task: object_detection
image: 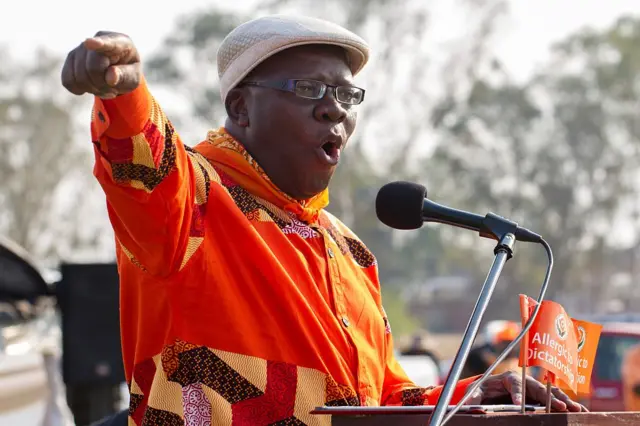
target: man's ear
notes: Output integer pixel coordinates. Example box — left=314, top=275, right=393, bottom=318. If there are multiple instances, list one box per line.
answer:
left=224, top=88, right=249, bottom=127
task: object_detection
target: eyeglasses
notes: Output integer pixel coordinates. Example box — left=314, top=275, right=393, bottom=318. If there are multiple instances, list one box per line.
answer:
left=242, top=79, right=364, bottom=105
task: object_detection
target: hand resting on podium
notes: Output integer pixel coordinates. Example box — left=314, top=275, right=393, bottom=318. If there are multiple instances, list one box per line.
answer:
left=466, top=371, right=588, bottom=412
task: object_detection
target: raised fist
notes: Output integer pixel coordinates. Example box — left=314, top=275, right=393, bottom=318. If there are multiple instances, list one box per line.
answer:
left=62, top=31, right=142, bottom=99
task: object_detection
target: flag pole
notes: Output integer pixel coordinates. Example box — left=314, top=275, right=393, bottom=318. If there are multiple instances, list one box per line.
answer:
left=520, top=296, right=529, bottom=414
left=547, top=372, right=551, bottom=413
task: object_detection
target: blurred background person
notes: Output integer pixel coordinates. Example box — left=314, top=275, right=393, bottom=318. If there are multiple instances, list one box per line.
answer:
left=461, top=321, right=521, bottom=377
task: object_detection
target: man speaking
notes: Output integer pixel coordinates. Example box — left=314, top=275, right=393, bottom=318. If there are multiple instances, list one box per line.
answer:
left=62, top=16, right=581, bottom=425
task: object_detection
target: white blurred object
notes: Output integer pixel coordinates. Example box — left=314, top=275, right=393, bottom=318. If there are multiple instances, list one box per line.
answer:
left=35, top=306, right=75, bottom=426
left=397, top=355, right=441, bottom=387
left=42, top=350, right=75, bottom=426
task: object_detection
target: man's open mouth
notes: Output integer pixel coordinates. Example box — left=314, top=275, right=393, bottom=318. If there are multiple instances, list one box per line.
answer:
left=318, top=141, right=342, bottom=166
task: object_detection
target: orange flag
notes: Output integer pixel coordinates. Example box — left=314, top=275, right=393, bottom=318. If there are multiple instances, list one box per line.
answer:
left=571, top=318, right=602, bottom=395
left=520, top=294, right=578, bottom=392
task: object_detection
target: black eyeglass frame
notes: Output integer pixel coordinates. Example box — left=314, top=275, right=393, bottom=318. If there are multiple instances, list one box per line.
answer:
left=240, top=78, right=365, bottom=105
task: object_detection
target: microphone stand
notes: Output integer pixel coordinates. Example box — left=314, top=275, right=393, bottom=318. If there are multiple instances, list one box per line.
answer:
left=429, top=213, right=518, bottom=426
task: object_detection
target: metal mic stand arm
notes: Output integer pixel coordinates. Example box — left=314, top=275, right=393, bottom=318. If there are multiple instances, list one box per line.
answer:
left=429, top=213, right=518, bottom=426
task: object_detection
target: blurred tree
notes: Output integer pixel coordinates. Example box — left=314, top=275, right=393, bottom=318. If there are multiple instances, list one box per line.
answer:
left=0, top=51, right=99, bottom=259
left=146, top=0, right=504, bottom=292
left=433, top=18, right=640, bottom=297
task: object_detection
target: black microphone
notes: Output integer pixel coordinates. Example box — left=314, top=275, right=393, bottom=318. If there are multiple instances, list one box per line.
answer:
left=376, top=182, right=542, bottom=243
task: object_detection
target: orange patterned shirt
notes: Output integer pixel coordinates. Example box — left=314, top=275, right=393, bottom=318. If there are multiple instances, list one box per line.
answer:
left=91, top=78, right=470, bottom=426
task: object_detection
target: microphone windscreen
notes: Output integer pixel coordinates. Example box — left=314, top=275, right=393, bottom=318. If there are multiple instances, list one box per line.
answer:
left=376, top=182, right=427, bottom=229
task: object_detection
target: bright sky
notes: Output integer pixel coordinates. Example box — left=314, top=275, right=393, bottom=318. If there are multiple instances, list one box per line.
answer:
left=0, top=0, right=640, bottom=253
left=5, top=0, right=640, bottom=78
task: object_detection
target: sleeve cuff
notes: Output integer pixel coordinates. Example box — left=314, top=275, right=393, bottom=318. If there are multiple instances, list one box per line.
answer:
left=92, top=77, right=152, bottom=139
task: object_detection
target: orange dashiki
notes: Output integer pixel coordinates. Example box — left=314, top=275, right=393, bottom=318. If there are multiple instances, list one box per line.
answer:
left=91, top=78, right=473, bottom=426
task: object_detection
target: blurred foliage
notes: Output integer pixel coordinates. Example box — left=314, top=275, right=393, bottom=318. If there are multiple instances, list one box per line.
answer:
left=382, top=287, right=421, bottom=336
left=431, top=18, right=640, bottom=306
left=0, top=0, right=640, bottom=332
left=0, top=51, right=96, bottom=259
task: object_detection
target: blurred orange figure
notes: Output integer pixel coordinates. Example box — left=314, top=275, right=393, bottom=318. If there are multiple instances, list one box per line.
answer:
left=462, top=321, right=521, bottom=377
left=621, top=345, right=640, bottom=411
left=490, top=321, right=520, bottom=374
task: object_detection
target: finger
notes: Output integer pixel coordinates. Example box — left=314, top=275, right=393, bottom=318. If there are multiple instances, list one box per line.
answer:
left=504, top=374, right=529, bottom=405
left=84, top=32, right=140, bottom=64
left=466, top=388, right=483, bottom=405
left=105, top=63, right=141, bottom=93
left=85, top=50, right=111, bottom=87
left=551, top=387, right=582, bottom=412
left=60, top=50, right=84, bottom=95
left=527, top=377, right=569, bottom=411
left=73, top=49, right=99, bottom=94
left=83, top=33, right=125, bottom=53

--

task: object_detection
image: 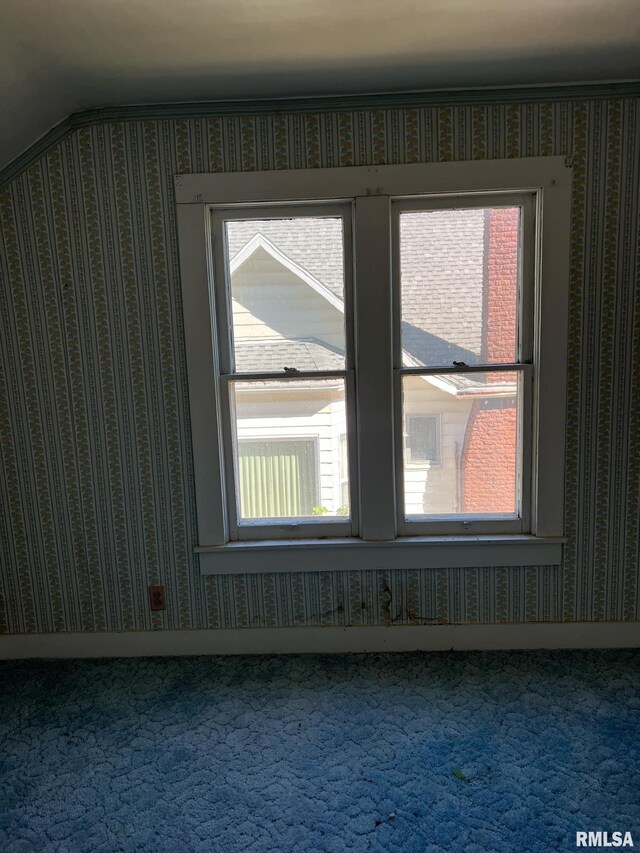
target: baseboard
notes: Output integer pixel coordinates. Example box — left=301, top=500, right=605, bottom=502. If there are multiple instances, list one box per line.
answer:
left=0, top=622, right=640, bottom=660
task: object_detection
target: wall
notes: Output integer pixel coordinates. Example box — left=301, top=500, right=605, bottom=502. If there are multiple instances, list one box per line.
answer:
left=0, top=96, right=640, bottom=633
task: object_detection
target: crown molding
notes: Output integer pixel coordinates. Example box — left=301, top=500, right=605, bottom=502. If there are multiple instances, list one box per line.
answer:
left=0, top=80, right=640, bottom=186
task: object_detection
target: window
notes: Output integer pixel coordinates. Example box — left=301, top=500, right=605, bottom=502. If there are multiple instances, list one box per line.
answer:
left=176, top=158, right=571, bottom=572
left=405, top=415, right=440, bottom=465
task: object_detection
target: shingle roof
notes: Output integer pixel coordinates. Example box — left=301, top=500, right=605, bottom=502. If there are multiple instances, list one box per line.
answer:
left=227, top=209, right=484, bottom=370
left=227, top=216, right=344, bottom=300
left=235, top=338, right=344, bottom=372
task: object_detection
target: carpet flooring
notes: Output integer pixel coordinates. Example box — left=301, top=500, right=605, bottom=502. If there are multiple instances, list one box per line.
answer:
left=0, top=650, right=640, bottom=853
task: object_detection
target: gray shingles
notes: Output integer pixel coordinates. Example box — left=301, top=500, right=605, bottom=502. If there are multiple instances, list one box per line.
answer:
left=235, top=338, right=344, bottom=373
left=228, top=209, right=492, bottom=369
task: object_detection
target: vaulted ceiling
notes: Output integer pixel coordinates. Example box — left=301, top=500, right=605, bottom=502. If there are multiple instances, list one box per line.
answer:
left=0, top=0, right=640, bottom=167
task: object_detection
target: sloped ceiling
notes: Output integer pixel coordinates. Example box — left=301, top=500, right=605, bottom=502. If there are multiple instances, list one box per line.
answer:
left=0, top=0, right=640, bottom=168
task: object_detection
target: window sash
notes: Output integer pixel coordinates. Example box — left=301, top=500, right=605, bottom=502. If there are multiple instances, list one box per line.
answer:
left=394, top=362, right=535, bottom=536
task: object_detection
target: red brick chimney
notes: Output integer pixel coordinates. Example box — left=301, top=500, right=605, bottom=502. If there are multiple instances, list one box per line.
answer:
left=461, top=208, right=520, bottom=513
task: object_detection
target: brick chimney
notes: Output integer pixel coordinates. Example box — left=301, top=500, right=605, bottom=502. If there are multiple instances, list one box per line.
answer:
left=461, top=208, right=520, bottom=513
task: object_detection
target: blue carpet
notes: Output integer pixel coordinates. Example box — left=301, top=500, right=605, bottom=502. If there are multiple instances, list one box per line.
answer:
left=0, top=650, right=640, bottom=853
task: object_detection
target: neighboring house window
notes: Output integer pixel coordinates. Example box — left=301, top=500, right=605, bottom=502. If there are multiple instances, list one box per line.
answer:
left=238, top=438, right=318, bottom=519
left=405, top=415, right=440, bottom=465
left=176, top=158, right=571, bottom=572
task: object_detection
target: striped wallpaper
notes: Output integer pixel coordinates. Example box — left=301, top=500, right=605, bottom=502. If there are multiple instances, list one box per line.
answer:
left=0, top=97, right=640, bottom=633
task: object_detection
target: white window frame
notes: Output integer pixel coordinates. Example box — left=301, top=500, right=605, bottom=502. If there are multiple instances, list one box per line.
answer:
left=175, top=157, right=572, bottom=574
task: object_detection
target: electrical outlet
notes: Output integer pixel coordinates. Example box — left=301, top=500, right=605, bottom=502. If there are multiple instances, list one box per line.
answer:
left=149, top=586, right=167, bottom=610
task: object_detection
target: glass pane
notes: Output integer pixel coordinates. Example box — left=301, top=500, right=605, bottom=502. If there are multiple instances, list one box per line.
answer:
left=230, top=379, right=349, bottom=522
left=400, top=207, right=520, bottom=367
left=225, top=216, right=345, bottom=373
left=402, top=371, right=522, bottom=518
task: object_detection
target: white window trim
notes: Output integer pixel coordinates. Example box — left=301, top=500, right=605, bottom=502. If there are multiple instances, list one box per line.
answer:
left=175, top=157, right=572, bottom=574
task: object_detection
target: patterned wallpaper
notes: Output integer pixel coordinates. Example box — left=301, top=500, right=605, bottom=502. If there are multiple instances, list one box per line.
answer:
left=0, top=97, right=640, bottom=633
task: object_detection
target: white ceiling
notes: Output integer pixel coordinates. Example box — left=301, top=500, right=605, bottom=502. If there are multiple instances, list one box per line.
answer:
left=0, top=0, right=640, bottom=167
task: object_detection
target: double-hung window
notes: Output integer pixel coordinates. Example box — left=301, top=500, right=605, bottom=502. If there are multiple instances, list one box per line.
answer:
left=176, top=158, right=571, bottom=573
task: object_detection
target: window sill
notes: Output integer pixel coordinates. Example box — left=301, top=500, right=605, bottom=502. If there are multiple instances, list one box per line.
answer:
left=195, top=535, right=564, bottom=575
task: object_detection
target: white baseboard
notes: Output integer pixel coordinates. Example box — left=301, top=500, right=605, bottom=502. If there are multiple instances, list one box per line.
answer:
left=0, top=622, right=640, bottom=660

...

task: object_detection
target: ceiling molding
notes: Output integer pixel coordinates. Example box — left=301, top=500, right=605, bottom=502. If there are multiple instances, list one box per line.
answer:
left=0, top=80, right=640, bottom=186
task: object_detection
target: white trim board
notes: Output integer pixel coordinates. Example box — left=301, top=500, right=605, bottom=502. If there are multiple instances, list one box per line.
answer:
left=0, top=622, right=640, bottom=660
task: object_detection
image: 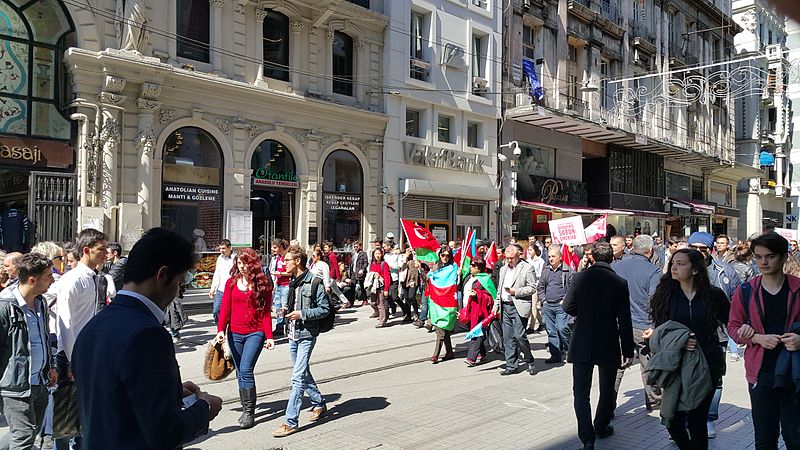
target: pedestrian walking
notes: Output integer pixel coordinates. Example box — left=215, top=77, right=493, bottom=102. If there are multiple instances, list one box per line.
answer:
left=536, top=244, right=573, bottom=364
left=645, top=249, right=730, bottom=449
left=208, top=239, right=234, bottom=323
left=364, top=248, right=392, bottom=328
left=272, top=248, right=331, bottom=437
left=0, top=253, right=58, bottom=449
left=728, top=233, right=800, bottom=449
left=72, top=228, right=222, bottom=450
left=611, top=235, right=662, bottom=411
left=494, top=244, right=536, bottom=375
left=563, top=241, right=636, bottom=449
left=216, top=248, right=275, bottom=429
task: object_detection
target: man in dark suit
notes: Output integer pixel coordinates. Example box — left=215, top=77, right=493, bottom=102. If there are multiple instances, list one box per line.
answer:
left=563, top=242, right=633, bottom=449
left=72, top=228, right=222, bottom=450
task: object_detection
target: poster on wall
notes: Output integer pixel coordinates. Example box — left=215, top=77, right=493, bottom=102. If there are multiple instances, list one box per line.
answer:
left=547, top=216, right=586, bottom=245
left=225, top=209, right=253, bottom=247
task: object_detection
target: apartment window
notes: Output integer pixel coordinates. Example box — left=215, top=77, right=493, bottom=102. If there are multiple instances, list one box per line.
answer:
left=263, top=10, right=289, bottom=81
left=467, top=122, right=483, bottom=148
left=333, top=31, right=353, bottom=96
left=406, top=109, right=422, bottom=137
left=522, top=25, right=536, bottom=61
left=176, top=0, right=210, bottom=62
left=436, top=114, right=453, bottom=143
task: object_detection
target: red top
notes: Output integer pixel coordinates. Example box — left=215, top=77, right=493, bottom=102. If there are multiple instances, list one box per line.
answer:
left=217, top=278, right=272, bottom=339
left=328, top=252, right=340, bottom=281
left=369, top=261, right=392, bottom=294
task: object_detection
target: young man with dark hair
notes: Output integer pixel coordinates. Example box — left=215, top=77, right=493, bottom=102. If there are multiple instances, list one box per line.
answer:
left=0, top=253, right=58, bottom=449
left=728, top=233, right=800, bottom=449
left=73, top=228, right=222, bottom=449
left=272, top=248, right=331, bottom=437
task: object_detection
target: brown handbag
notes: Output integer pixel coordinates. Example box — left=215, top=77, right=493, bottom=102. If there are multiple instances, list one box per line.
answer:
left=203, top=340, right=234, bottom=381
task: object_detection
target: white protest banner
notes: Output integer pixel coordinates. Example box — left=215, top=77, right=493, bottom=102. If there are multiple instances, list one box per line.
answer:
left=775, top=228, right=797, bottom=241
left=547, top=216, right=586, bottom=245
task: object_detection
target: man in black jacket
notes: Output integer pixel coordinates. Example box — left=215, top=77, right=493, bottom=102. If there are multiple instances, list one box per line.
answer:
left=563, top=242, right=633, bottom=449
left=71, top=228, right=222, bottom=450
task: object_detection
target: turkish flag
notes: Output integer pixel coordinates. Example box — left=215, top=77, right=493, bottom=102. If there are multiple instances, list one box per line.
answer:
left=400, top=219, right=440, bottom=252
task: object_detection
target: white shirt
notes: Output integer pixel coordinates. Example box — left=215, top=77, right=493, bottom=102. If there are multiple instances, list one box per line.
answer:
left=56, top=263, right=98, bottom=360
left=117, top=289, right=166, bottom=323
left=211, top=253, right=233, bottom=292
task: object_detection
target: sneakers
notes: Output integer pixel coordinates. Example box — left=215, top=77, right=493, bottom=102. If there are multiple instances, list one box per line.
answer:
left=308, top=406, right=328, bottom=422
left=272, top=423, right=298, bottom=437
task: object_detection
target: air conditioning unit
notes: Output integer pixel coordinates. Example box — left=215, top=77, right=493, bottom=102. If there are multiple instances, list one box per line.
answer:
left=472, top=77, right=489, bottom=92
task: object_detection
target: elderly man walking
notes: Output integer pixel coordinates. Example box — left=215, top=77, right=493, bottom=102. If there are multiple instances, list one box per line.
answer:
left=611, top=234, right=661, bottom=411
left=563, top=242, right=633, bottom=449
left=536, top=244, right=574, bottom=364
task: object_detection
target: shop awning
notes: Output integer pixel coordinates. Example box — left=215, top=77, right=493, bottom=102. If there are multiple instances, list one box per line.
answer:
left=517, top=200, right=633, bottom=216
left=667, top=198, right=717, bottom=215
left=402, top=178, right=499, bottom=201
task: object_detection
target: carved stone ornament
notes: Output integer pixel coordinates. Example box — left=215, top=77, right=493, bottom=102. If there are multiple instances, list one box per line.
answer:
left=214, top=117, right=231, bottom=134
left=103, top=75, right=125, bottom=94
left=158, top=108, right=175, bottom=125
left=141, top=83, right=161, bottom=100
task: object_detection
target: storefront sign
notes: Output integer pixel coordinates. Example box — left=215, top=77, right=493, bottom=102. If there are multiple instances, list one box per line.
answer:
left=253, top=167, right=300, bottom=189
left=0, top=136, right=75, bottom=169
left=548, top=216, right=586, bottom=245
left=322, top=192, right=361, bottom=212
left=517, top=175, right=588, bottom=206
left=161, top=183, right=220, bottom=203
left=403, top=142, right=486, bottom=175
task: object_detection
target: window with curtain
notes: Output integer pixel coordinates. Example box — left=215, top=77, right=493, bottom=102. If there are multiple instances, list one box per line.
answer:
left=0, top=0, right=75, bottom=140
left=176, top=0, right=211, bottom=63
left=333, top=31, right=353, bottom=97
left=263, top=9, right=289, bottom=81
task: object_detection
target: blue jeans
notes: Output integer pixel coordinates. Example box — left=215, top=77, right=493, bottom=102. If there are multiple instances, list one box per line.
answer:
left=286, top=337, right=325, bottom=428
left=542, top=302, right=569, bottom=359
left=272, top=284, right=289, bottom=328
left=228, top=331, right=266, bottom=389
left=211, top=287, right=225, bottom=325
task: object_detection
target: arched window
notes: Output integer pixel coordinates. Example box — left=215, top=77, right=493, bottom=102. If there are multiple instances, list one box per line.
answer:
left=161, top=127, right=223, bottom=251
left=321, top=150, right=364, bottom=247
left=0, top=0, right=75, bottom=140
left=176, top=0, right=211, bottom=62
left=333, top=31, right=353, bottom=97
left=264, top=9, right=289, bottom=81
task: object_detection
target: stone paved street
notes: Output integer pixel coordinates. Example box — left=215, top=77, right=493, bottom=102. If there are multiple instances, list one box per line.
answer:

**Stated exercise:**
Which lines in the records above contain the word "wallpaper"? Pull out each such line and list it.

**The result:**
target: striped wallpaper
target: patterned wallpaper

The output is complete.